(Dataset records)
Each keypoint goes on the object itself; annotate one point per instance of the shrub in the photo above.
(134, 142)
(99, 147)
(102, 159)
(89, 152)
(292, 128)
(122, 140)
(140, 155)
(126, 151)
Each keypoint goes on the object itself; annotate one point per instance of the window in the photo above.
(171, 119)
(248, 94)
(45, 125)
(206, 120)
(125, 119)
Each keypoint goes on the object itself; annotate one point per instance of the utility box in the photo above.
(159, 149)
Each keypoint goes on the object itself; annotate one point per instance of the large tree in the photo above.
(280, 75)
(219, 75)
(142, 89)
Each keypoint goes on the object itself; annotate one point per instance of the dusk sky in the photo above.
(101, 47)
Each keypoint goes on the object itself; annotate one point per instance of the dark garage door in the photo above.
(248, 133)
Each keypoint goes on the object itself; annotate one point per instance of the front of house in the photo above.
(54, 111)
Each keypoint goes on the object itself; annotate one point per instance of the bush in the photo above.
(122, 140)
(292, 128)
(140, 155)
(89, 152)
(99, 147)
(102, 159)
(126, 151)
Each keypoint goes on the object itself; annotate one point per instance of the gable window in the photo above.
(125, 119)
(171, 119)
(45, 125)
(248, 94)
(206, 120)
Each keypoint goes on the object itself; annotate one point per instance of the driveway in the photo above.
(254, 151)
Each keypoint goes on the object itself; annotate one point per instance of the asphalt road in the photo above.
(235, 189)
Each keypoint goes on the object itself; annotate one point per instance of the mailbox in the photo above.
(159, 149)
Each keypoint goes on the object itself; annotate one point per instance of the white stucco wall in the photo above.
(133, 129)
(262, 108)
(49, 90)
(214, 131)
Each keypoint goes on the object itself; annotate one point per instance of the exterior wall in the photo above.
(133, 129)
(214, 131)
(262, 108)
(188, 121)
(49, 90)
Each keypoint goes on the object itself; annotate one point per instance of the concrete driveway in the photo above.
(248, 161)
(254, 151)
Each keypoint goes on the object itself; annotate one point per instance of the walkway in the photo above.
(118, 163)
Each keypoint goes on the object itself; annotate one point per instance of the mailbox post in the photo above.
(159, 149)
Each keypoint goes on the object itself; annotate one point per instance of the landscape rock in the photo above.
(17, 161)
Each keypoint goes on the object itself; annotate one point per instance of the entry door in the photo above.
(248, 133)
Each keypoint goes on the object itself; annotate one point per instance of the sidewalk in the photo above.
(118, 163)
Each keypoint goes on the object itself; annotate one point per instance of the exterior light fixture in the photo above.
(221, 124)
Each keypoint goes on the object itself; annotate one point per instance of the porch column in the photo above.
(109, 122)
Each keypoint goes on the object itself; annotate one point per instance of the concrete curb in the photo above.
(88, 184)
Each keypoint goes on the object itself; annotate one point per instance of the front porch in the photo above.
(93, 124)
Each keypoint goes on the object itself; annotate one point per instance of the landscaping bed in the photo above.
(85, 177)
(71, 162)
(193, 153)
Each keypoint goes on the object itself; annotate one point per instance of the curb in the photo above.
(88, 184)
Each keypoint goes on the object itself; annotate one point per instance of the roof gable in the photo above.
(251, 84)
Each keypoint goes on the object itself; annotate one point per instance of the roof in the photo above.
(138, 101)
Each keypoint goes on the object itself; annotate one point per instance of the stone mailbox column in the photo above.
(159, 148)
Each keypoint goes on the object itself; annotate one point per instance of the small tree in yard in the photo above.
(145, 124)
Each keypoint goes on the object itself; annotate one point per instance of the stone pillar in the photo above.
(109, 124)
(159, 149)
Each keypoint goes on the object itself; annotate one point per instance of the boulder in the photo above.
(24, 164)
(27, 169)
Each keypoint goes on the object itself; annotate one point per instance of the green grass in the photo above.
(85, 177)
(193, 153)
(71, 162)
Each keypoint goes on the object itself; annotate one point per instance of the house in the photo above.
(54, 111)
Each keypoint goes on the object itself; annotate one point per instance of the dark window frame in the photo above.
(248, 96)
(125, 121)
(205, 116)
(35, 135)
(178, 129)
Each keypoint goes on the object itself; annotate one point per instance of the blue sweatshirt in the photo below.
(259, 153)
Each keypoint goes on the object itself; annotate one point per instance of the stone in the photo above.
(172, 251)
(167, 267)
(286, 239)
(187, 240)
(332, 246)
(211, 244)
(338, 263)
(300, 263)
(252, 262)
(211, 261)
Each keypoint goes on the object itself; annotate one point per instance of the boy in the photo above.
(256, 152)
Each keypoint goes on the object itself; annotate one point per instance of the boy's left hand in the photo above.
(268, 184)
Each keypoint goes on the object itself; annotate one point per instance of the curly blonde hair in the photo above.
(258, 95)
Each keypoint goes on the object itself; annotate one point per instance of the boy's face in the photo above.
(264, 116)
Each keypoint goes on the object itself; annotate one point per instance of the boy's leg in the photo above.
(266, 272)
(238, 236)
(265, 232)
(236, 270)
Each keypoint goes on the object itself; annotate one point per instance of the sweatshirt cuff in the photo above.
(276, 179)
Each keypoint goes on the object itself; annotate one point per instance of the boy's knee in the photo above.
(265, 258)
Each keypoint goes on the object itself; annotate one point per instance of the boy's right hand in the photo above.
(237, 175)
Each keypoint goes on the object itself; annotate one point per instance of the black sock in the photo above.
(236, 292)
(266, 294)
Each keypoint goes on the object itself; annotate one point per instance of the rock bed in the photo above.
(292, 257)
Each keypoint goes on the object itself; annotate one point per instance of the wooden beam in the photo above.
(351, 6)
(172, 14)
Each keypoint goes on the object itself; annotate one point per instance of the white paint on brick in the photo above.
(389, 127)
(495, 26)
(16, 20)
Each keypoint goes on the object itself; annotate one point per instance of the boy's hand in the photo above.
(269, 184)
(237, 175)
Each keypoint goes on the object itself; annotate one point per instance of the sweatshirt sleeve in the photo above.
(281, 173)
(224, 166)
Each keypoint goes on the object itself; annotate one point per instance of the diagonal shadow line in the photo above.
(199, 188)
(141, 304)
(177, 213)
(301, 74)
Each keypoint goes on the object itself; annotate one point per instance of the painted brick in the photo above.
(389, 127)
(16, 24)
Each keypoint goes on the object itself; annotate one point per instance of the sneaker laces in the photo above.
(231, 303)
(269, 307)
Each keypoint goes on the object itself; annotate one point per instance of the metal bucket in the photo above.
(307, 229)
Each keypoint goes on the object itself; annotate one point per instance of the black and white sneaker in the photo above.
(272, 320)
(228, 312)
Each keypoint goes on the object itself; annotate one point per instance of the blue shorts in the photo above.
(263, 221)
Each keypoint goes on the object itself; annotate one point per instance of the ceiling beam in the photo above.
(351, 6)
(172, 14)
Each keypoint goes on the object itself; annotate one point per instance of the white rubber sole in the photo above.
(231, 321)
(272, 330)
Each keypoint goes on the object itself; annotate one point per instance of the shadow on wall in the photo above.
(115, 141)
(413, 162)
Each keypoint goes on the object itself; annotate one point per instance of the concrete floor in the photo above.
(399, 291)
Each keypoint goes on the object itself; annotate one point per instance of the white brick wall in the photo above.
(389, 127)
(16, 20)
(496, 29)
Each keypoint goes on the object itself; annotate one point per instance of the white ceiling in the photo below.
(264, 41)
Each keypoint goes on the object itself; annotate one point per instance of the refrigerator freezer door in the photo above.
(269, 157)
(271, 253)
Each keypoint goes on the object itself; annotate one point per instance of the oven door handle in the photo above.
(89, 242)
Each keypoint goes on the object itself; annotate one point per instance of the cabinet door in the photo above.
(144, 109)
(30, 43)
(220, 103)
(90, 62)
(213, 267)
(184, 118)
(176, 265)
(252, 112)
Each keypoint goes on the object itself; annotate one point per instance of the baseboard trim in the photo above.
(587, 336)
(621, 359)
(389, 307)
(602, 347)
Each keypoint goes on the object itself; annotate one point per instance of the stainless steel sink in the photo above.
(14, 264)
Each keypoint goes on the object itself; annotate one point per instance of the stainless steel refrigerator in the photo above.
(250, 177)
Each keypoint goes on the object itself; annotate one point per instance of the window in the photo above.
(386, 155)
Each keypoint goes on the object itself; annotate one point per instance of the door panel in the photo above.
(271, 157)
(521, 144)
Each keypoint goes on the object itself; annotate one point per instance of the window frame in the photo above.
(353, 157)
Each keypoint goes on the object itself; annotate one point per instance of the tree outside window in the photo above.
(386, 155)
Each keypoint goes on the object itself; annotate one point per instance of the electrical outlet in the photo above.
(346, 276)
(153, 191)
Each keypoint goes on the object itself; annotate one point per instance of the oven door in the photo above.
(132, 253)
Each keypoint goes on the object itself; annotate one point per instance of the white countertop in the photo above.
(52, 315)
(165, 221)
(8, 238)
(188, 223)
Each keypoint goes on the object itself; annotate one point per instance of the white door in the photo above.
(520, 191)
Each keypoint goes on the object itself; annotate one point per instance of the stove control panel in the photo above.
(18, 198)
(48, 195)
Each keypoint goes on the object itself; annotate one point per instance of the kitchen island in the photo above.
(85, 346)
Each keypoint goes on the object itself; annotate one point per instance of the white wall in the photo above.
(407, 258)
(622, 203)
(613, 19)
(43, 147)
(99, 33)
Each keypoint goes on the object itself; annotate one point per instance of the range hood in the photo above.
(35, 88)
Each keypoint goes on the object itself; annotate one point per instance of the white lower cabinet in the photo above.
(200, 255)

### [REQUIREMENTS]
Could you number each line of the material, from the line containing "white door in the photo above." through the end of the material, both included, and drop any blank lines?

### [WORKED ANSWER]
1. Each keypoint goes on the object itself; annotate one point per instance of the white door in the photo above.
2. (520, 191)
3. Each keypoint goes on the object itself; annotate one point per instance of the stove control panel in the photo above.
4. (18, 198)
5. (48, 195)
6. Each keypoint goes on the object itself; annotate one point per instance of the kitchen island in the photo above.
7. (85, 346)
8. Each keypoint goes on the object itself; annotate one point per instance of the white wall in the photo above.
9. (407, 258)
10. (622, 203)
11. (613, 19)
12. (43, 147)
13. (99, 33)
14. Each keypoint goes on the object itself; annotate one point per instance of the range hood in the photo above.
15. (35, 88)
16. Each keypoint goes on the object itself; annotate one point per instance of the white lower cabinet in the photo above.
17. (200, 255)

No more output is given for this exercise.